GIVEN INSTRUCTION | Take the line that contains "of the outstretched" and each line after it in the material below, and transcribe them exactly, stopping at the end.

•••••

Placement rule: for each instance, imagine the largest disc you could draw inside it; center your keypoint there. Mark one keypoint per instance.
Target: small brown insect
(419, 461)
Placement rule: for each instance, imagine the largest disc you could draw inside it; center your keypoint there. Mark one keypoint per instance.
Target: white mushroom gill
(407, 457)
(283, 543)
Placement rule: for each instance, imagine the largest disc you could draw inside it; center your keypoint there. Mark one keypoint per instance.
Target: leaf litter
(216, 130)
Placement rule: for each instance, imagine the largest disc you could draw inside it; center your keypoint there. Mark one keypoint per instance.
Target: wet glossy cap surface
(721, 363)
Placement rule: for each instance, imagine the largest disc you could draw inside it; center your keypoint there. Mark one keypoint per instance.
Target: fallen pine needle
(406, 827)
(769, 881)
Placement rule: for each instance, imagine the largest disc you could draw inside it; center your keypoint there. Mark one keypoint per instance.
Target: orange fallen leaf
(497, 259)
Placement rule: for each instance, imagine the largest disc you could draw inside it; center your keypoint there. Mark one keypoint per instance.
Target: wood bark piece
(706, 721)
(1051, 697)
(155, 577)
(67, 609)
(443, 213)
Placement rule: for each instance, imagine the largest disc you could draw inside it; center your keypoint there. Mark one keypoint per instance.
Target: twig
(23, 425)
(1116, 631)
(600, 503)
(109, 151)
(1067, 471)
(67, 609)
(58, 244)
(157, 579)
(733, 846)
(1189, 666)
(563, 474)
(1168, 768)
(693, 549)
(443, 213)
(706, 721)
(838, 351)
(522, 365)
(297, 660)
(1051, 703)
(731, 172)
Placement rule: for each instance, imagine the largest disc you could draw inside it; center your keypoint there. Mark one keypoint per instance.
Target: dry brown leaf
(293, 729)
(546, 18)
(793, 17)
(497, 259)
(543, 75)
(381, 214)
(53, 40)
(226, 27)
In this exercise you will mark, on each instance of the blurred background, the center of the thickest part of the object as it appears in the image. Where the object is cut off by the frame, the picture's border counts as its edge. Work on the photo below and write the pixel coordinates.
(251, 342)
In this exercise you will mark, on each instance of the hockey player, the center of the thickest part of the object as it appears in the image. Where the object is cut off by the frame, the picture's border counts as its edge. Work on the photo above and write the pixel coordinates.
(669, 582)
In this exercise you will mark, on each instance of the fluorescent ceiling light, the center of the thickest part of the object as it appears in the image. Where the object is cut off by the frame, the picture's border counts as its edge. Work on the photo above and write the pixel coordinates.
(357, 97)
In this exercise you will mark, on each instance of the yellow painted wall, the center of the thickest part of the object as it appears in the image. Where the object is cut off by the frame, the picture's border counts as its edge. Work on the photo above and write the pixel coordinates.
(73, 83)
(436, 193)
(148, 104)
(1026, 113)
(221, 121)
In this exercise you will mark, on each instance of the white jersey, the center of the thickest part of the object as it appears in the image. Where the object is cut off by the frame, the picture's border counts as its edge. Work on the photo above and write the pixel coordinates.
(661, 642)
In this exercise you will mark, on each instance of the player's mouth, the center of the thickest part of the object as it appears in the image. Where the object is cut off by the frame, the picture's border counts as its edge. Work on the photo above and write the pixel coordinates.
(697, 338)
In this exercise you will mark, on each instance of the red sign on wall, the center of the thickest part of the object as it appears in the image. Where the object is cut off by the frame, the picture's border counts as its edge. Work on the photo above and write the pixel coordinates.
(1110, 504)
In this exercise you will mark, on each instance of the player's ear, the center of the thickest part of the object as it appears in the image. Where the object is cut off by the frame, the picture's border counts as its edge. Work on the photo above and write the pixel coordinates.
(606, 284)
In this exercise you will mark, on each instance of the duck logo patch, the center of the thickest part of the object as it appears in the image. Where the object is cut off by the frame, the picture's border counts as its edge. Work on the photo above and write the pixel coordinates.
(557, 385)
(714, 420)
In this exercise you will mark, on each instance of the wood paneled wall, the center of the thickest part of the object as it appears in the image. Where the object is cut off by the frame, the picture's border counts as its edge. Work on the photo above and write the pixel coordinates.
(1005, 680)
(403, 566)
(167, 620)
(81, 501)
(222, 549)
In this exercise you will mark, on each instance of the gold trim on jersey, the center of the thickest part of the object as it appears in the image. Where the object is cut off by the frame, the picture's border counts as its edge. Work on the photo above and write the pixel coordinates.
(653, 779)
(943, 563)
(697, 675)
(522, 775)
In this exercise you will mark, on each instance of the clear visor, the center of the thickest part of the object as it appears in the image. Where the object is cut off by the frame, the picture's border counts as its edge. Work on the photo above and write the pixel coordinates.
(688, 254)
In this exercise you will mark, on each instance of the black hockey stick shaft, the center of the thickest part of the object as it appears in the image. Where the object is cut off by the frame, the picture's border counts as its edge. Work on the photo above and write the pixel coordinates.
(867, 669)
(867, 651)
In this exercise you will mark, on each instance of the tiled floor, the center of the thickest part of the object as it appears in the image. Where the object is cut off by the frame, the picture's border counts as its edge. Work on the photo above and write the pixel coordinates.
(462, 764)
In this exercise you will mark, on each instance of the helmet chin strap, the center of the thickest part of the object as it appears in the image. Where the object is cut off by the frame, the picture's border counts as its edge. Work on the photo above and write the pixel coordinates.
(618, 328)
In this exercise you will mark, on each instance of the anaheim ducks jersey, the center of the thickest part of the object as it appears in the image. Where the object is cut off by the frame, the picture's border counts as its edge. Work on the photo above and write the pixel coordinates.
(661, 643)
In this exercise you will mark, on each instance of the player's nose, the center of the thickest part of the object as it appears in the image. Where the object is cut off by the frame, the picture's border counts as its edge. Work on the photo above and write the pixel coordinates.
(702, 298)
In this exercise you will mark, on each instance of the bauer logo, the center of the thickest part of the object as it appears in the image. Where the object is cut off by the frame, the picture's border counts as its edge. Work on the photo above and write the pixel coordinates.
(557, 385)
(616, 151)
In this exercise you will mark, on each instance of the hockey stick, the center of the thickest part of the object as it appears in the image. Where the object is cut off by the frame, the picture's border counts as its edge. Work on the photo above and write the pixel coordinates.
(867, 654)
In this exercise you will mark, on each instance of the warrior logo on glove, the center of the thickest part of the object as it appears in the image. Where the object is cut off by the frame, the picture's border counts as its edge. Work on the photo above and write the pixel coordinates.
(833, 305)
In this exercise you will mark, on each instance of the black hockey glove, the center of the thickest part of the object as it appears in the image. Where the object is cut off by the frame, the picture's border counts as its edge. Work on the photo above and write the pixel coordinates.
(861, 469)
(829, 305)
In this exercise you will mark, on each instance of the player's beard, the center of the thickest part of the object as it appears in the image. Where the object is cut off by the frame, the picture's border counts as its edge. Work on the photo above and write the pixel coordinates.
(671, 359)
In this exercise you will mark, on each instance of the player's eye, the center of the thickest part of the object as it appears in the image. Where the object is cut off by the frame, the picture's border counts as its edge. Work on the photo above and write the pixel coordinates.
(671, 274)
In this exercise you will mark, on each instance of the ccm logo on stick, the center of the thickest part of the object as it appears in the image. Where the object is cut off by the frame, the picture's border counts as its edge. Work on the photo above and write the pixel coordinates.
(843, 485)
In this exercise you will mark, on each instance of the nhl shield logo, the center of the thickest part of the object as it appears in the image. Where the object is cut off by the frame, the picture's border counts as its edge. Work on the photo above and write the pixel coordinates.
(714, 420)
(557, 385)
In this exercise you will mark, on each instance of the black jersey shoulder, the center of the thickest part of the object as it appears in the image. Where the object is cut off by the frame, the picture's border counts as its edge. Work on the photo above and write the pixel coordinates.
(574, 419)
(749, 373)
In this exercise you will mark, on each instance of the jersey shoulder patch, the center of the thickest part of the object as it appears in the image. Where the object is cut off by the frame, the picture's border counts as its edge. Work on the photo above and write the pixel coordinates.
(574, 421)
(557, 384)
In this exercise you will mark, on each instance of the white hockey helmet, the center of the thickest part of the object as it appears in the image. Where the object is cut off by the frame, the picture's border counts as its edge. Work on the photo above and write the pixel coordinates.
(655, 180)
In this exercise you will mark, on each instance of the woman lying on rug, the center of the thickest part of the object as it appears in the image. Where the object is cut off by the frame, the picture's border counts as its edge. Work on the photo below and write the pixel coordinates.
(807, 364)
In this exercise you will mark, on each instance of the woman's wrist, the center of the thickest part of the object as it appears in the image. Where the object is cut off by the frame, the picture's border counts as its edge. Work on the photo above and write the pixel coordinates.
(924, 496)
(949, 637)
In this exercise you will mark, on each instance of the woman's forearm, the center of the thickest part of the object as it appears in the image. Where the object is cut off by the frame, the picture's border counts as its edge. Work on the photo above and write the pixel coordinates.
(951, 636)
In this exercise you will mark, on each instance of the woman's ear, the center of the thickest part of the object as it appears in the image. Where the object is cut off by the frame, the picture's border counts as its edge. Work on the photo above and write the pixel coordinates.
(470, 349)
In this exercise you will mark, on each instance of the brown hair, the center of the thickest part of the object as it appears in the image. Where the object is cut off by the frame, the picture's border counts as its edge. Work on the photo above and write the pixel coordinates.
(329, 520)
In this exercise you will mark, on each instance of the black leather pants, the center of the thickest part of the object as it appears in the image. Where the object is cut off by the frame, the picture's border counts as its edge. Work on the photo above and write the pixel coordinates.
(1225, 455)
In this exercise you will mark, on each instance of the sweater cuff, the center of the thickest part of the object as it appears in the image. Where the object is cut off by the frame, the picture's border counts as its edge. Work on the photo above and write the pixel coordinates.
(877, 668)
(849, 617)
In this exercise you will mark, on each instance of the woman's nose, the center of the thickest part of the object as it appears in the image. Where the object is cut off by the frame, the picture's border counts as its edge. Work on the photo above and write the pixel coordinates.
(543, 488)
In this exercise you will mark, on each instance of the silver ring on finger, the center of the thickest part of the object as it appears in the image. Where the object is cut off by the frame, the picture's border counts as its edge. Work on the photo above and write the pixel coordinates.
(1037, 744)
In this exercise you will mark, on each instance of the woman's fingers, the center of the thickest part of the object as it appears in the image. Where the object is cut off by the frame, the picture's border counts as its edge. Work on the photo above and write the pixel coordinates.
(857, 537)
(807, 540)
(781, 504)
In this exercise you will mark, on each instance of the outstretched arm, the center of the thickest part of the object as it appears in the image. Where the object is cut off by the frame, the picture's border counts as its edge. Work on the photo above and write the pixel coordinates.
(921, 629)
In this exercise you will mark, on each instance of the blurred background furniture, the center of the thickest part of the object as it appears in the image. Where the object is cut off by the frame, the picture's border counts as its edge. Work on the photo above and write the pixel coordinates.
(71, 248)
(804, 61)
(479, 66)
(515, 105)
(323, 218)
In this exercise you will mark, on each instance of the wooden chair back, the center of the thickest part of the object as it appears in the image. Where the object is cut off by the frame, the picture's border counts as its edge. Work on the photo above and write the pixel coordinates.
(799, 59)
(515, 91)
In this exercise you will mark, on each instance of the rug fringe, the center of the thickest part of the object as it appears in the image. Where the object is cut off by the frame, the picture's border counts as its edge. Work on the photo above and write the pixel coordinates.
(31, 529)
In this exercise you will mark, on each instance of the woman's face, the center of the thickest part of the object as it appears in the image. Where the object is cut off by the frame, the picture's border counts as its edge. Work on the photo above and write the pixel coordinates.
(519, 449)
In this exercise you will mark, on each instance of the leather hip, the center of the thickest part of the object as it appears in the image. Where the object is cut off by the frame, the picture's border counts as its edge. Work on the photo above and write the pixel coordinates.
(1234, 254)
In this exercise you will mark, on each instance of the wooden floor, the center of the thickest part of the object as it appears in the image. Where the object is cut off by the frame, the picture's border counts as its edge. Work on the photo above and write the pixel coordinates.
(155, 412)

•••••

ANSWER FOR THIS EXERCISE |
In this exercise you will mark, on each instance of the outstretched arm, the center of the thickest part of the object as it appears in the image. Where the object is cut off by the frame, the picture's border counts as its edge. Work on the photo above and write the pixel coordinates.
(921, 629)
In this exercise you will mark, on each instance of the blurred background furniture, the center of the thickest part of the object as it appears in the image. Where the object is cut off by the frame, the picture's border counts as its edge. Work on the photo above and write the pixel coordinates.
(71, 248)
(804, 61)
(479, 66)
(515, 105)
(323, 218)
In this exercise you will mark, on each instance of the wooden chair back, the center of the thickest part of the object as it appears in the image. Where the object is cut off by the frame, the picture's border counts as its edge. Work on the photo above and write the pixel coordinates.
(799, 59)
(515, 91)
In this exercise you will mark, on each instance of the rug fringe, the center of the thickest part of the object as it appears in the image. Where the object is cut off by the frame, the picture's border counts as its edge. Work on the photo above and write the pixel coordinates.
(31, 529)
In this exercise you will mark, on each instance of the woman's face, the center of the thickest part of the object as it appears in the image. Where the object is cut off by the frame, the picture's border counts as its edge. Work on the photo above and write the pixel coordinates.
(519, 449)
In this exercise you will mark, on each instance of the leather hip, the center of the thickest part of the object as it appears in the image. Where the object is cut off by the frame, the picture's border counts as its edge. Work on the photo above and write the pixel coordinates.
(1234, 254)
In this exercise you will mark, on each instance of the wooden floor, the center of the thickest part of the object as it appears in the image. Where the object is cut off by the frame, the picture's border counts as its edge. Work on the photo above and write the pixel coordinates.
(155, 412)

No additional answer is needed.